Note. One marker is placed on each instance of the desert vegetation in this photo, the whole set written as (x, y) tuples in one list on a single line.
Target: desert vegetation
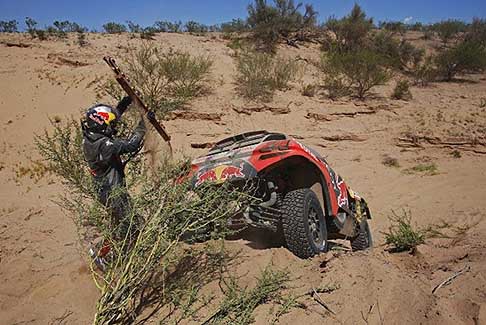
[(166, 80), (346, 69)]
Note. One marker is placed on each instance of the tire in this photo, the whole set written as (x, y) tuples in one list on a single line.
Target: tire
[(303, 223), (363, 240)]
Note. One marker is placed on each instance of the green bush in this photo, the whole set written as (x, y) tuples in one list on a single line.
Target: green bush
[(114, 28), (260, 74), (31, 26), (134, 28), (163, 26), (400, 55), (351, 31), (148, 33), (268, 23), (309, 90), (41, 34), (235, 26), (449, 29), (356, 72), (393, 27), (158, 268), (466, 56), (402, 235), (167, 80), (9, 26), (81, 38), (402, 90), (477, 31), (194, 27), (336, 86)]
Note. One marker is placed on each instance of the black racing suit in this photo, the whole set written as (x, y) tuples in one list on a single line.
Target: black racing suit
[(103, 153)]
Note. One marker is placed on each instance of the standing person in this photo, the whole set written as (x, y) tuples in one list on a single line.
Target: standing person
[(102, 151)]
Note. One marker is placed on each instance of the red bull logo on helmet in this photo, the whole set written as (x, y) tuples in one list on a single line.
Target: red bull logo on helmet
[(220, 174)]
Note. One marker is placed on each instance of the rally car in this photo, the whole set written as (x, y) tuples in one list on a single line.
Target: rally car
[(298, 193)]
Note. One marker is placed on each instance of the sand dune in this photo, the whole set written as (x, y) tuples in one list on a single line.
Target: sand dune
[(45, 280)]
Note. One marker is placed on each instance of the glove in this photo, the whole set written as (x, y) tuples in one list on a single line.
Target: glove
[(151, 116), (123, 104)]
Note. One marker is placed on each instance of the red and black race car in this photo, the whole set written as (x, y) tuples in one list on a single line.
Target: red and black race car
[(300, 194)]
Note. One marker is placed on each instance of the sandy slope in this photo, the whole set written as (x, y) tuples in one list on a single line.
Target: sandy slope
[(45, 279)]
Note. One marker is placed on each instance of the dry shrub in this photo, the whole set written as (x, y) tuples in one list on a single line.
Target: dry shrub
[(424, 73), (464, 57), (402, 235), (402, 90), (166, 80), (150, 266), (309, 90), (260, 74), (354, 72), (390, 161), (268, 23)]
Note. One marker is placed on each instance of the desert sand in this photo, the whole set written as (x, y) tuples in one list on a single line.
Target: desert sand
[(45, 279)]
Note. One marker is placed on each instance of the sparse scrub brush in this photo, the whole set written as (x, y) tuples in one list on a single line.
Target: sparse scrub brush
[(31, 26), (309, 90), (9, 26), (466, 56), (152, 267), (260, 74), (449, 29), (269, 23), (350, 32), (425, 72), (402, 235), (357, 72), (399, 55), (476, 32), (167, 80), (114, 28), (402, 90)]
...
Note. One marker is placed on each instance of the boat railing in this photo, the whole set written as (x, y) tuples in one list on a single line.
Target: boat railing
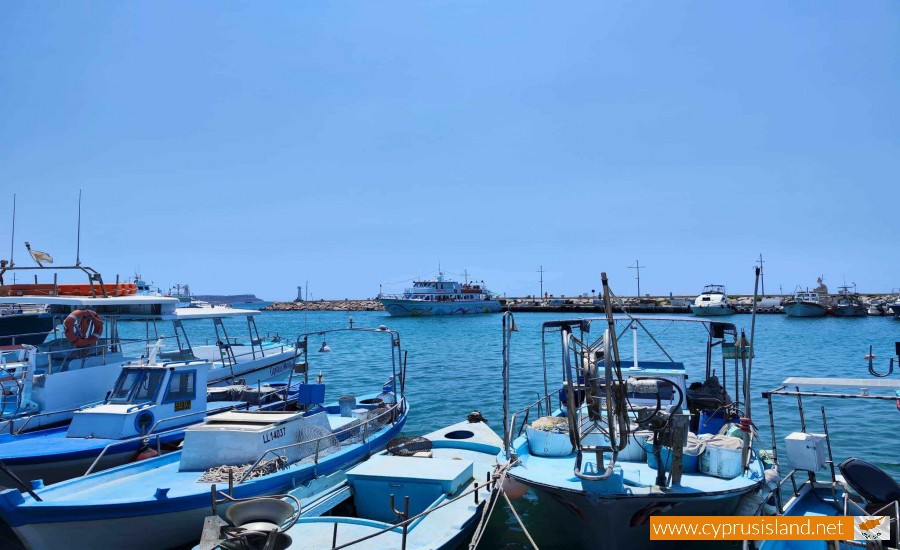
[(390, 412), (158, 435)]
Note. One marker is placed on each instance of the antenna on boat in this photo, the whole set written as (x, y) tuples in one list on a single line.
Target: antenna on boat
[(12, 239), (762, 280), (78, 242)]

• _REQUIREMENT_
Of the lines above, retype only those from the line containing "Target: rally car" through the line containing "Note. One marker is placed on each instance of the sandy", including both, exactly.

• _RESPONSE_
Target: rally car
[(298, 193)]
Note. One marker is placed on each instance of the sand dune in this photo, the whole set written as (x, y) tuples in one list on a single line.
Target: sand dune
[(45, 280)]
Note. One marker is placed on each instance of the glove in this photo, the whole set written as (x, y) tuples in one list on a single line.
Target: glove
[(151, 116), (123, 104)]
Note. One marker is placed on each instance of the red and black race car in this photo, the whole set written as (x, y) tuples in one list on a single line.
Target: red and black race car
[(300, 194)]
Note. One marker is placed on each instance of the sandy slope in this photo, the whole set written as (x, y) tuples in one list on a single line.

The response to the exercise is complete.